In a choreographed routine, they paced, jumped and pushed the open air as the music drifted: "When the morning comes and your mercy is renewed, there's a fire in my bones."
Dancing can be a means to praising God. That's the way Emily Robinson, a perky 17-year-old senior at Cave Spring High School, put it. She and three other professionally trained dancers grew up together at Cave Spring Baptist Church, and this week held dance classes for a dozen or so girls at Acts 2 Ministry in downtown Roanoke.
"A lot of times dance is seen as a sport, and we see it as a ministry," Robinson said. "We're dancing for God's glory."
The idea of having contemporary dance lessons is new at Acts 2, a nonprofit focused on reaching young people from inner-city Roanoke. They have after-school sessions during the academic year and camps in the summer and winter.
"This is the first time we've done something like this," said Gena Kidd, the high school director at Acts 2. "It's another way to encourage our kids to engage in something positive instead of staying at home, sleeping in, sitting around and watching TV."
Emily and her friends -- Lacy Grindstaff, 17; Katherine Holt, 17; and Robyn Lewis, 15 -- proposed the idea of the class this spring to Kidd, who is also a member of Cave Spring Baptist.
From about 1 to 4 p.m. Wednesday, the four instructors and about a dozen students, who were roughly the same age as their teachers, first stretched as a group to Christian pop songs and then split up into three rooms at the Acts 2 building at Luck Avenue and Fourth Street Southwest. Then they had a Bible study where Holt said dancing is intended to be "pleasing in appearance or effect," -- and that God is similarly graceful.
Courtnie Bellamie, a 15-year-old junior at William Fleming High School, said she liked going to the classes "because everyone is cool. ... No one has an attitude."
She said that if she had stayed home, she would have slept until midday, talked on the phone with friends and watched the Disney Channel all afternoon.
"These girls are fun and effervescent. I like that," Courtnie said. "We're learning a lot from them."
After the Bible study, the students competed against the teachers in freestyle dancing in a circle. Miley Cyrus' "Hoedown Throwdown" blared from the speakers, and everybody screamed. A girl put on a straw sombrero, and everyone in the circle danced and laughed.

== == ==

# CHALLENGES
1/ Repeat, word for word, the stretch of the dance-ministry article from "She said that" through "Channel all afternoon.".
2/ Do these statements agree with the dance-ministry article? Answer yes or no for each, quoting the deciding words. (a) The dance classes were held at Cave Spring Baptist Church. (b) Robyn Lewis is 15 years old. (c) Contemporary dance lessons are new at Acts 2.
3/ According to the dance-ministry article, which high school does Courtnie Bellamie attend?

# RECORDED INFORMATION
== == ==

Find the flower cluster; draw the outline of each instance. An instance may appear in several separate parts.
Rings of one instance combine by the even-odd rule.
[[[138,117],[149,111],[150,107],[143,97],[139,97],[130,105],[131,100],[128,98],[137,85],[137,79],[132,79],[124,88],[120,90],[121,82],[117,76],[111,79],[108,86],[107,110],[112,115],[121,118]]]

== == ==

# RESULTS FOR THE EXERCISE
1/
She said that if she had stayed home, she would have slept until midday, talked on the phone with friends and watched the Disney Channel all afternoon.

2/
(a) No: "this week held dance classes for a dozen or so girls at Acts 2 Ministry in downtown Roanoke"
(b) Yes: "Robyn Lewis, 15"
(c) Yes: "The idea of having contemporary dance lessons is new at Acts 2"

3/ William Fleming High School.